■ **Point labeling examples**
━━━━━━━━━━━━━━━━

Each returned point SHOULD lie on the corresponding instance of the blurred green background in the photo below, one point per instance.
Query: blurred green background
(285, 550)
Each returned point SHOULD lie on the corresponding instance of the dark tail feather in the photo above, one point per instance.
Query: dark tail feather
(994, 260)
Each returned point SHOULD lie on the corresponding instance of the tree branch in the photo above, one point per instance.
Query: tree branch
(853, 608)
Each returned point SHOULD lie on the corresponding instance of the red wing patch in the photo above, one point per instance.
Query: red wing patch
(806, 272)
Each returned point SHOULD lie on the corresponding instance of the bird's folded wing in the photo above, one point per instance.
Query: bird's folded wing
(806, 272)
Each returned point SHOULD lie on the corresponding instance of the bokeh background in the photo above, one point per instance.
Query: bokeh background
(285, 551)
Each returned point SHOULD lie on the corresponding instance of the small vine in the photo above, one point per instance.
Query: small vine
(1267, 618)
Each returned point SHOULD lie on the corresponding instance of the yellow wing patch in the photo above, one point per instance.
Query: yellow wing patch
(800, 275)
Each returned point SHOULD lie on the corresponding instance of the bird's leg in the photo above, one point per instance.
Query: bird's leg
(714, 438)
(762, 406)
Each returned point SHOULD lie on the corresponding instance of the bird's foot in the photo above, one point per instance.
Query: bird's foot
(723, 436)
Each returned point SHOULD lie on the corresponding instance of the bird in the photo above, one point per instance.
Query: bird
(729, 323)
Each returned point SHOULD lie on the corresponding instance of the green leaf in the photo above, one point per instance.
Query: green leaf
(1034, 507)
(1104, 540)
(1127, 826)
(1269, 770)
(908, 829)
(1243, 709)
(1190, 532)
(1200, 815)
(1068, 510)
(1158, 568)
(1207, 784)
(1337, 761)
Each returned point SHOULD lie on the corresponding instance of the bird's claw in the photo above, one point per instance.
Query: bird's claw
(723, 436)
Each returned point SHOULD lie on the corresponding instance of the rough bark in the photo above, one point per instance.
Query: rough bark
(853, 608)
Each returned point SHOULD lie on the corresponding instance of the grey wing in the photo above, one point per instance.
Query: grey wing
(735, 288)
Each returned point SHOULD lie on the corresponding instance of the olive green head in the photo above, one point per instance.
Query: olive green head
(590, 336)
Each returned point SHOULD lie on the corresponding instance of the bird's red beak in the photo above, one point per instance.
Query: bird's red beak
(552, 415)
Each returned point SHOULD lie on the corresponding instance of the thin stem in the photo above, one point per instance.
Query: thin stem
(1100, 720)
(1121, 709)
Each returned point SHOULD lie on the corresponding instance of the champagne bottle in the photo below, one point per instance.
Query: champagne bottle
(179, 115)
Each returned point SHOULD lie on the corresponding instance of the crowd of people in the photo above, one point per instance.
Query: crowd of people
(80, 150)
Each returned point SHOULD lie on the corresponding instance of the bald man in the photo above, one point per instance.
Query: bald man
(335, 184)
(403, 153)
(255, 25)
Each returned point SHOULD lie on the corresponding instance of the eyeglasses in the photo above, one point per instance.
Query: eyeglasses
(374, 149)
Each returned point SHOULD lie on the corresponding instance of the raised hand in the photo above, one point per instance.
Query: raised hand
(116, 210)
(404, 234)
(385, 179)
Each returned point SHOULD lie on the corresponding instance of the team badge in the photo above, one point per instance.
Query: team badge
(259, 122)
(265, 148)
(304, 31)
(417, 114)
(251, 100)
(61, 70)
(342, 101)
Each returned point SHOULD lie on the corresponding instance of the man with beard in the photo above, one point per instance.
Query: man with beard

━━━━━━━━━━━━━━━━

■ **Exercise details**
Render the lines above as a JSON list of strings, with one string per line and blank lines omitted.

■ **Answer below**
[
  "Each returned point SHOULD lie on the corresponding instance of the blurred green background in the photo below, one point per instance.",
  "Query: blurred green background",
  "(285, 550)",
  "Each returned point SHOULD lie on the corresponding instance of the dark tail feather in the photo above, one point per instance.",
  "Query: dark tail feather",
  "(994, 260)",
  "Each returned point SHOULD lie on the corresponding instance of the tree branch in the photo above, one point per instance.",
  "Query: tree branch",
  "(853, 608)",
  "Each returned point SHOULD lie on the corresponding instance of the red wing patch in the photo above, one point per instance.",
  "Query: red wing patch",
  "(806, 272)",
  "Each returned point SHOULD lie on the corresponding instance of the bird's folded wing in the photo above, one point per instance.",
  "Query: bird's folded wing",
  "(806, 272)",
  "Each returned point SHOULD lie on the corresponding instance of the bokeh background in the photo above, one point per instance.",
  "Query: bokeh background",
  "(285, 551)",
  "Each returned point SHOULD lie on the corresponding instance of the small vine in the photo above, one point per instance.",
  "Query: small vine",
  "(1267, 618)",
  "Each returned point SHOULD lie on the corresponding instance of the yellow wing patch in the photo above, one point per instance.",
  "Query: yellow wing patch",
  "(800, 275)",
  "Each returned point SHOULD lie on the corresponding instance of the bird's leg in the photo above, one point per instance.",
  "Query: bird's leg",
  "(714, 438)",
  "(762, 406)",
  "Each returned point SHOULD lie on the corresponding instance of the bird's foot in the photo above, one point per instance.",
  "Query: bird's foot",
  "(723, 436)",
  "Each returned point SHOULD lie on the corresponding instance of the bird in the photo above, one point per instance.",
  "Query: bird",
  "(729, 323)",
  "Each returned point SHOULD lie on the corresponding instance of the green leaf in the photo above, one point per instance.",
  "Query: green leaf",
  "(1034, 507)",
  "(1104, 540)",
  "(1127, 826)",
  "(1269, 770)",
  "(908, 829)",
  "(1243, 709)",
  "(1190, 532)",
  "(1200, 815)",
  "(1068, 510)",
  "(1158, 568)",
  "(1207, 784)",
  "(1337, 761)",
  "Each returned point SHOULD lie on the corresponding instance of the bird's claw in the photo above, one point per instance.",
  "Query: bird's claw",
  "(723, 436)",
  "Each returned point SHOULD lie on the corresponding instance of the rough bark in the photo above, one point per instance.",
  "Query: rough bark",
  "(853, 608)",
  "Each returned point SHOULD lie on the corresponding instance of the grey wing in the photo above, one point per instance.",
  "Query: grey wing",
  "(735, 288)",
  "Each returned point SHOULD lie on the corresponding instance of the olive green head in the photo above, one point per instance.",
  "Query: olive green head",
  "(590, 336)",
  "Each returned point SHOULD lie on the corresponding instance of the bird's red beak in the photo above, one point per instance.",
  "Query: bird's red beak",
  "(552, 415)",
  "Each returned point SHOULD lie on the corresponding instance of the thin stem in the photo above, one point per instance.",
  "Query: thin stem",
  "(1100, 720)",
  "(1121, 709)",
  "Each returned point SHOULD lie on the corresponding instance of the champagne bottle in the photo below, one point per instance.",
  "Query: champagne bottle",
  "(179, 115)",
  "Each returned point SHOULD lie on the corresponding instance of the crowd of people in the photo above, one point per instance.",
  "Query: crowd of people",
  "(80, 150)",
  "Each returned point SHOULD lie on the corresponding instance of the bald man in the photo above, one point per instance.",
  "Query: bald man",
  "(335, 184)",
  "(403, 153)",
  "(255, 25)",
  "Each returned point SHOULD lie on the corresponding instance of the eyeglasses in the photo above, one point per instance.",
  "Query: eyeglasses",
  "(374, 149)",
  "Each returned point SHOULD lie on the corresponding instance of the raised hand in the photo above, one point per instance.",
  "Query: raised hand",
  "(116, 210)",
  "(404, 234)",
  "(385, 179)",
  "Each returned point SHOULD lie on the corresponding instance of the team badge in the photo above, one point per instance.",
  "Query: team badge",
  "(259, 122)",
  "(265, 148)",
  "(304, 31)",
  "(417, 114)",
  "(251, 100)",
  "(61, 70)",
  "(342, 101)",
  "Each returned point SHOULD lie on the corresponding instance of the man with beard in the photo above, one point per instance.",
  "Query: man with beard"
]